▶ [Instructions to follow]: Starting with the line containing "Reviewer note: confirm that each instance of the person standing" and continuing through the end of the items, write those lines out again, changing "fuselage window" to "cabin window" and leaving everything else as it is.

** Start **

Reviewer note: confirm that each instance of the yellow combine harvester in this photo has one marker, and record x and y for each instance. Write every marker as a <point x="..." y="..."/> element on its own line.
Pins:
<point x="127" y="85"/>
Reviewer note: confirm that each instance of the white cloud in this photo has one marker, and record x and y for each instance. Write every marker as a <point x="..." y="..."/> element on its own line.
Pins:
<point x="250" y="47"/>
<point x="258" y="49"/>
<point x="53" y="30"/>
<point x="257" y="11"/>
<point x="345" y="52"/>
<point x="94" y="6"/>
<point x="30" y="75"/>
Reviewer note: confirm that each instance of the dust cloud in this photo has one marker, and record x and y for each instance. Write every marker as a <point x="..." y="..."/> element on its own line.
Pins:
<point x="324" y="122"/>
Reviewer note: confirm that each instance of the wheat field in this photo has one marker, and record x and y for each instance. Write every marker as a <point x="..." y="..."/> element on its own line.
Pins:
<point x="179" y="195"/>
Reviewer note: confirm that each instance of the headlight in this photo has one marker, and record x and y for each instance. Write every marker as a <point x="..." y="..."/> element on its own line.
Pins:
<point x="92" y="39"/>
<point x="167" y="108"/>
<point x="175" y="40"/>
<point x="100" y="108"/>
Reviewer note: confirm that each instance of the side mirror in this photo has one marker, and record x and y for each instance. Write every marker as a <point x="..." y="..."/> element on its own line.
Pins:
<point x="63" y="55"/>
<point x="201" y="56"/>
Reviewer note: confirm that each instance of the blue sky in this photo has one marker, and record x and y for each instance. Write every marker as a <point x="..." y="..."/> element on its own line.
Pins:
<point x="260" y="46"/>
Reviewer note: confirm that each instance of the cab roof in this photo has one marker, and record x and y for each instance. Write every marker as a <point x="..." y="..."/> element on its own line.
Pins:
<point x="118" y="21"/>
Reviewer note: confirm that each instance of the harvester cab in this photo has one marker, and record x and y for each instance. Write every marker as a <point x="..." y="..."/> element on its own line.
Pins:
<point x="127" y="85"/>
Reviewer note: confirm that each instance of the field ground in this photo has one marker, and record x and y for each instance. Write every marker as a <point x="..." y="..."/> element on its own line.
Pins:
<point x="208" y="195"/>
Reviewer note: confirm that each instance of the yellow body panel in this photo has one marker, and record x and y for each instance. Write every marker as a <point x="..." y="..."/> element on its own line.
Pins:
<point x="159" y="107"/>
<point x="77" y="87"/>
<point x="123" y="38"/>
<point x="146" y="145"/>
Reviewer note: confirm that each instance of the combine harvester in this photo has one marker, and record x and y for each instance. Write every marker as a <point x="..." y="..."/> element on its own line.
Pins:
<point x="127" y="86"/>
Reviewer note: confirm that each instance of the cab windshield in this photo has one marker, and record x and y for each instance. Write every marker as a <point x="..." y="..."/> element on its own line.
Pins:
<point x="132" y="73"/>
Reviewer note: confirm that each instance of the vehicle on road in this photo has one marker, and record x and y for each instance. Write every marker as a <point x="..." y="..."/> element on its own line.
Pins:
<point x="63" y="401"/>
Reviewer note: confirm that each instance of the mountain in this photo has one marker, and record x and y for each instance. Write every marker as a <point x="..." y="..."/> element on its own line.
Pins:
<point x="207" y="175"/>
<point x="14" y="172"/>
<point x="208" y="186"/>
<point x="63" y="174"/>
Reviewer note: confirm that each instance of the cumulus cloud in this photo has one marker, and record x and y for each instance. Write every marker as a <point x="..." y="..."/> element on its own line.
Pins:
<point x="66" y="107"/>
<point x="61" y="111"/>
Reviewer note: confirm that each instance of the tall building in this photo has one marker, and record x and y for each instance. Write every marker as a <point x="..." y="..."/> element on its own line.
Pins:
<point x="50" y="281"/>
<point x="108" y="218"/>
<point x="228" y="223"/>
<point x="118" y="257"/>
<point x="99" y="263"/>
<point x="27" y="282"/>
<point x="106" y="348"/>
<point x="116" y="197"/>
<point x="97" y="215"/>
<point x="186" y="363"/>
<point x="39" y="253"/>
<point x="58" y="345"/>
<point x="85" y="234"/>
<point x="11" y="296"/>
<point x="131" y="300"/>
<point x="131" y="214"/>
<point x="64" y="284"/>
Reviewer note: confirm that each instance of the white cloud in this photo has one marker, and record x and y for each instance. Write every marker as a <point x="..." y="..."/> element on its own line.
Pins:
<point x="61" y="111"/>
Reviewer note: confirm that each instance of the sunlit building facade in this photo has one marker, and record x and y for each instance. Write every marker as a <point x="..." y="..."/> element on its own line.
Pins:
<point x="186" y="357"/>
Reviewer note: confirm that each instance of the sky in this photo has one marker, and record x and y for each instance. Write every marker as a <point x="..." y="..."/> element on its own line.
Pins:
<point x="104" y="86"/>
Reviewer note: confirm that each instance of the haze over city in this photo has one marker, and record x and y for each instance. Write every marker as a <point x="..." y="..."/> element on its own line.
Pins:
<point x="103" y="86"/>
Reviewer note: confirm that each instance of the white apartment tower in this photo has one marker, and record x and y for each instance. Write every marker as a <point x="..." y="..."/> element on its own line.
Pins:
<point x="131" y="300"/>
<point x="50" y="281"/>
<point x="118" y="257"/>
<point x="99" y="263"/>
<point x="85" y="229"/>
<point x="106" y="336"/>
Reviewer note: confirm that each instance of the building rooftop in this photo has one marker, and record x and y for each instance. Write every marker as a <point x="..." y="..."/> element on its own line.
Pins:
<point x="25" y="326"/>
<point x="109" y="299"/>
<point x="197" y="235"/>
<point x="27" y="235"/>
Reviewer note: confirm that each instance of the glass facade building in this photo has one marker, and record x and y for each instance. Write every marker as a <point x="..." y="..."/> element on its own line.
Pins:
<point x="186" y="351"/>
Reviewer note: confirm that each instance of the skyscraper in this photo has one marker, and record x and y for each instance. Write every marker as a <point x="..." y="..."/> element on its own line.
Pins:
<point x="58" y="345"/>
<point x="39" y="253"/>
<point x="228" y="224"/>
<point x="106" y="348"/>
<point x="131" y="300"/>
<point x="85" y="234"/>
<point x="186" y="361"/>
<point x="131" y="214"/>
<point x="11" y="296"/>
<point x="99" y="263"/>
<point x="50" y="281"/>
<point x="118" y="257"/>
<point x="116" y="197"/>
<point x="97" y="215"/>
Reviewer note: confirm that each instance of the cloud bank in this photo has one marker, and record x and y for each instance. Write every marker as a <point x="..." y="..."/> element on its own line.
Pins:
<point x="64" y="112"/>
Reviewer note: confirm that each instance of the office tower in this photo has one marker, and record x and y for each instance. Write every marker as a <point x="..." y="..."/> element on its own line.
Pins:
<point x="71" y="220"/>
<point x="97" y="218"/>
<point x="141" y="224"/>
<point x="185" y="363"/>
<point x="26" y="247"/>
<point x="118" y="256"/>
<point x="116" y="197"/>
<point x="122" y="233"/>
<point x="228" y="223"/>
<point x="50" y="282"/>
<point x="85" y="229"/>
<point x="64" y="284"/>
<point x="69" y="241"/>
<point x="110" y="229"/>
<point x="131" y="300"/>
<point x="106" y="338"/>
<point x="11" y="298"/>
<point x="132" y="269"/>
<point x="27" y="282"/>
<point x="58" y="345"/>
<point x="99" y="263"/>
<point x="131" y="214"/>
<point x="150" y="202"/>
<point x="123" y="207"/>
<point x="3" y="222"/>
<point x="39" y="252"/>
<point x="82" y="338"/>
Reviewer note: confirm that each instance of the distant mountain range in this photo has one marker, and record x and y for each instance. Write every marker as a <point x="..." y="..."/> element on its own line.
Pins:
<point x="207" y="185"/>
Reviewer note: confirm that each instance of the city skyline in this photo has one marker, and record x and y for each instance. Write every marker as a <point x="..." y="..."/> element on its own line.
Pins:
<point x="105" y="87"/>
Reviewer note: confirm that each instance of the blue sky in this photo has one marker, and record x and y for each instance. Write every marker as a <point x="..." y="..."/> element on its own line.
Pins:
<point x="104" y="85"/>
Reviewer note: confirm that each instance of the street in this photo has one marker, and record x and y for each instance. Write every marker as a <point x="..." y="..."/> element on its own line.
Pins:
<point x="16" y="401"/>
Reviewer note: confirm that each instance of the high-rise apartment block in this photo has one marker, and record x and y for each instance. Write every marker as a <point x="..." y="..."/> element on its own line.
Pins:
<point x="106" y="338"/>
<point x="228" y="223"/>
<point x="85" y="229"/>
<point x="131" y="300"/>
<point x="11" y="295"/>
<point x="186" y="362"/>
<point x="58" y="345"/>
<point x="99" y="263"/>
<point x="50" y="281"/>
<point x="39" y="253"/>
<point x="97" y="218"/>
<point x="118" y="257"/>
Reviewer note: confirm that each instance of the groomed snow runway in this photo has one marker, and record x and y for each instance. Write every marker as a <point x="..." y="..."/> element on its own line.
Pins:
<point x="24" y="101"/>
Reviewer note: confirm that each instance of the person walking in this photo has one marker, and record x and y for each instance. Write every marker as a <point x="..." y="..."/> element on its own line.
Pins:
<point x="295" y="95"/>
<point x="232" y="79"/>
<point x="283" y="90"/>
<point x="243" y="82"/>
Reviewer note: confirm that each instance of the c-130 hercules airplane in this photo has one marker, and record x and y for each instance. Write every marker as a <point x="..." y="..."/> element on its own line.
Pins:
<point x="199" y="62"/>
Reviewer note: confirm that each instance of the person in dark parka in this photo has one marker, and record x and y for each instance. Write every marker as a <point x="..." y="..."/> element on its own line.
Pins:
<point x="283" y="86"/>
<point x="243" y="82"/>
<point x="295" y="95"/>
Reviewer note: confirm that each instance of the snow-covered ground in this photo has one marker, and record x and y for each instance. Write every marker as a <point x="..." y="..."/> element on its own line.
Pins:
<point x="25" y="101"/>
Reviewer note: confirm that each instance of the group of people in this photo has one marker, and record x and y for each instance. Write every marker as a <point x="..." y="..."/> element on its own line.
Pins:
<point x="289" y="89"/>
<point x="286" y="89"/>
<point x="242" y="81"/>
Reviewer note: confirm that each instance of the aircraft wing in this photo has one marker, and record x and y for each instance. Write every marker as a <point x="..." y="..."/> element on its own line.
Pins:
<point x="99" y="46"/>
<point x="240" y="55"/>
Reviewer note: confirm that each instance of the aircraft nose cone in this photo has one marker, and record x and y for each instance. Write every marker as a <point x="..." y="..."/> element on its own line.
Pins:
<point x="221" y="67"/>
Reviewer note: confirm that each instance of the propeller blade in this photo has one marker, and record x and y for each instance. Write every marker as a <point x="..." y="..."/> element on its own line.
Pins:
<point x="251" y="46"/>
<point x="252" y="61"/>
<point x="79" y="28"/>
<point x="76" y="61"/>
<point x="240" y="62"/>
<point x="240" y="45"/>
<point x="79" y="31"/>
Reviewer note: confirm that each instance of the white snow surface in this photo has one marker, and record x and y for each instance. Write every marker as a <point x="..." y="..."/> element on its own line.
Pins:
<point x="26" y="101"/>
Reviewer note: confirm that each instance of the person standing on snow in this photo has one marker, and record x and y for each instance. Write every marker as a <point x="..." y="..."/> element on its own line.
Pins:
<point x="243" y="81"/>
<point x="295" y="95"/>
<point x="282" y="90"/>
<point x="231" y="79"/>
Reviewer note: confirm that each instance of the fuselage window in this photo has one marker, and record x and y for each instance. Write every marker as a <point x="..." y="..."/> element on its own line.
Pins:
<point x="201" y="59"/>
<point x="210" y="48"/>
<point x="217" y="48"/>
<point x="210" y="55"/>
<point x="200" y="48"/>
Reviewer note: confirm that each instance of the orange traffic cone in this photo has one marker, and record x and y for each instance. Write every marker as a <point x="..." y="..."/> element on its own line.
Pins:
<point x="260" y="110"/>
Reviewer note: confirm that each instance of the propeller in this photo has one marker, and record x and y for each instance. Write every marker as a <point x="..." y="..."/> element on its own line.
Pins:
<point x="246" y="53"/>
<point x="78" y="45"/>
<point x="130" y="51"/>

** End **

▶ [Response for this exercise]:
Reviewer note: confirm that each instance of the person standing on snow in this photo has one marker, and record x and y for each instance. Write every marker as a <point x="..." y="..."/> element on its own line.
Pins:
<point x="243" y="81"/>
<point x="295" y="95"/>
<point x="282" y="90"/>
<point x="231" y="79"/>
Reviewer note: confirm that each instance of the cabin window in this photo has one marker, and record x and y for each instance. Write every marker as a <point x="..." y="..."/> element on its own line.
Pins:
<point x="201" y="59"/>
<point x="210" y="48"/>
<point x="217" y="48"/>
<point x="210" y="55"/>
<point x="200" y="48"/>
Reviewer note: confirm that each instance of the orange traffic cone in this photo has one marker, and record x and y for each instance. Write every marker as a <point x="..." y="..."/> element on its own line.
Pins:
<point x="260" y="110"/>
Reviewer note: confirm that each instance of the propeller in this photo has one marker, and record x and y for each instance. Write every marker as a <point x="..." y="..."/> element on its own line.
Pins:
<point x="246" y="53"/>
<point x="78" y="45"/>
<point x="130" y="51"/>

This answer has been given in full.